* **Textauszug**
☆ ☆ ☆ ☆ ☆

Bischof Ackermann: Dadurch, dass die katholische Kirche weltweit vertreten ist, war es natürlich auch wichtig, einen Blick auf die unterschiedlichen Kulturkreise zu werfen. Wir haben gestern nach Südamerika geschaut, wir haben gestern nach Asien geschaut und ein philippinischer Erzbischof hat von der philippinischen Kultur berichtet, bei der, viel stärker als bei unserer westeuropäischen Kultur, Kommunikation mit Berührung einhergeht. Sich zu umarmen, gerade was Kinder angeht, sie zu küssen. Und auch in der Beziehung zu Priestern. Die Gläubigen berühren den Priester gerne nach der Messe, treten mit ihm sozusagen auch ganz hautnah in Kontakt. Das stellt die Kirche natürlich vor ganz besondere Herausforderungen. Aber deutlich geworden ist auch, und der Herr Bischof hat das mit großer Emotion gesagt, dass in dieser Kultur der Philippinen, in der es Kinderarbeit gibt, Kindersklaverei, Kinderprostitution, Organhandel von Kindern, dass die Kirche da eine ganz wichtige Aufgabe hat. Nicht nur nach innen, sondern gerade dann, wenn sie deutlich macht: Wir machen uns für Kinder stark. Dass das dann auch ein gesellschaftlicher Beitrag ist.

☆ ☆ ☆ ☆ ☆

* **Datenauszüge**
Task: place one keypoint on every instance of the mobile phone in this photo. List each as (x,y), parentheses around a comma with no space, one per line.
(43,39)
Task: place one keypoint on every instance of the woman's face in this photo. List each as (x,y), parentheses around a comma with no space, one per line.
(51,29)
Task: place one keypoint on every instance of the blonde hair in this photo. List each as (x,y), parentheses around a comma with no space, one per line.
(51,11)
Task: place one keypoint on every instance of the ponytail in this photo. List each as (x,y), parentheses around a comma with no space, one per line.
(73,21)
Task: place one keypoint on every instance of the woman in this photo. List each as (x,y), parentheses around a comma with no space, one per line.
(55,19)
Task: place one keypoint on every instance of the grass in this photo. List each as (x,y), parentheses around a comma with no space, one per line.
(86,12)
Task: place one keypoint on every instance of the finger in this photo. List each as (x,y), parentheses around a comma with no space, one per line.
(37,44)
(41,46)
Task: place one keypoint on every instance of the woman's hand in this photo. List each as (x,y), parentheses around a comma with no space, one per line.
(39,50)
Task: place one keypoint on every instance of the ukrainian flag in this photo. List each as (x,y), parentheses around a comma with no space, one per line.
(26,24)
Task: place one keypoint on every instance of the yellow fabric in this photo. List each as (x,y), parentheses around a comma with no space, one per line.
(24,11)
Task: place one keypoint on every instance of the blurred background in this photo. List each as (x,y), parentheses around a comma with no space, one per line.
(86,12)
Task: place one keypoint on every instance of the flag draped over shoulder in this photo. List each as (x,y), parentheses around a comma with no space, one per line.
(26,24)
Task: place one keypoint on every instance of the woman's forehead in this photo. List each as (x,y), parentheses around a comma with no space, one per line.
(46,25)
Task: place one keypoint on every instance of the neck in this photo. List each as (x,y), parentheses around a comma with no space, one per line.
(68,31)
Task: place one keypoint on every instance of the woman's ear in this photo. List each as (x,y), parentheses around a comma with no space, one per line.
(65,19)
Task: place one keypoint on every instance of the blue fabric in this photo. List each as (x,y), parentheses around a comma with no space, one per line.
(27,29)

☆ ☆ ☆ ☆ ☆

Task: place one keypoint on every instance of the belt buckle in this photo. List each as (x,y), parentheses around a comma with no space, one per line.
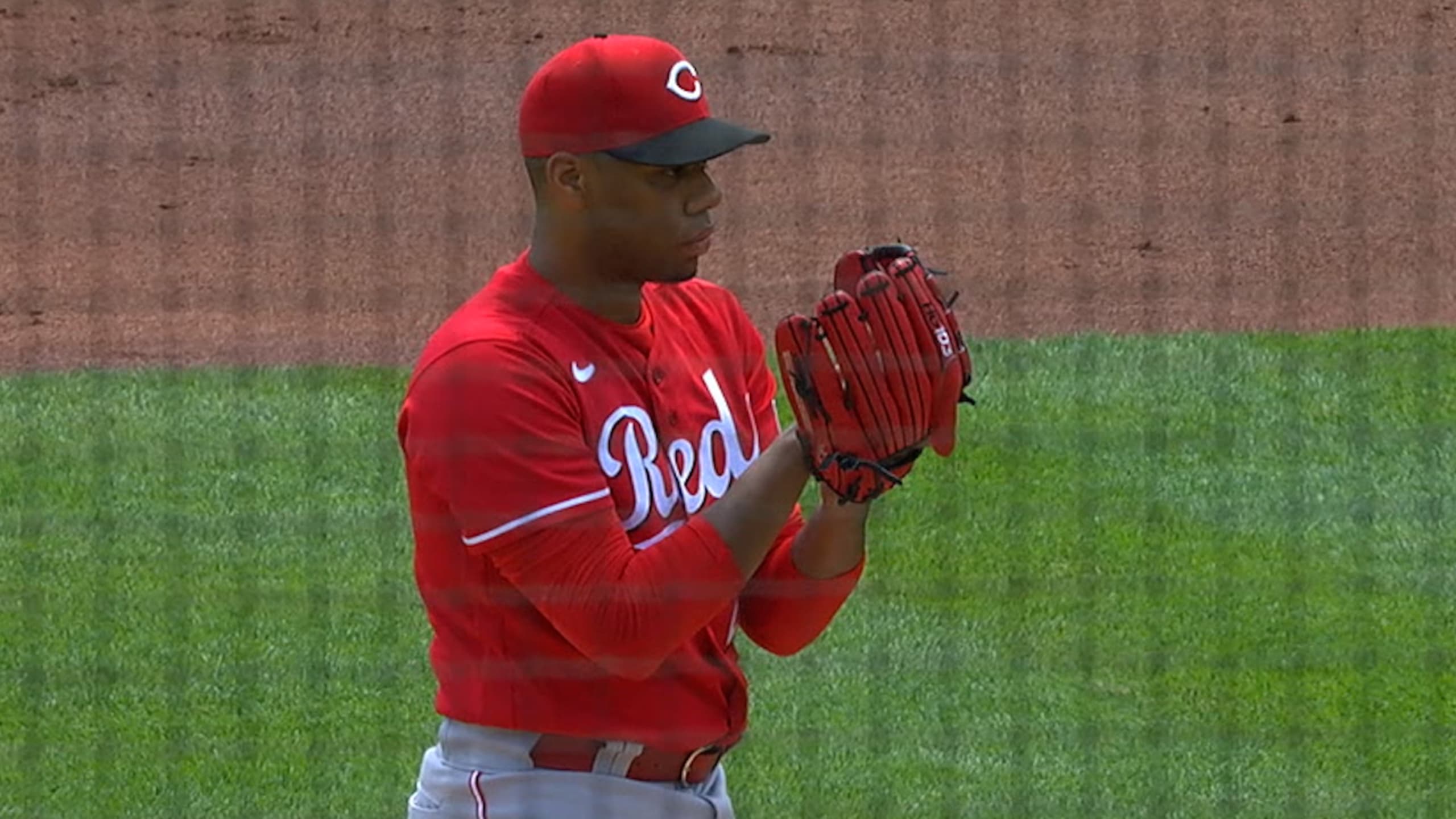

☆ ☆ ☆ ☆ ☆

* **Ziel der Übung**
Womit geht laut dem Textauszug Kommunikation in der philippinischen Kultur viel stärker einher als in der westeuropäischen? Antworte bitte in einem Satz.

* **Antwort zur Aufgabe**
In der philippinischen Kultur geht Kommunikation viel stärker mit Berührung einher.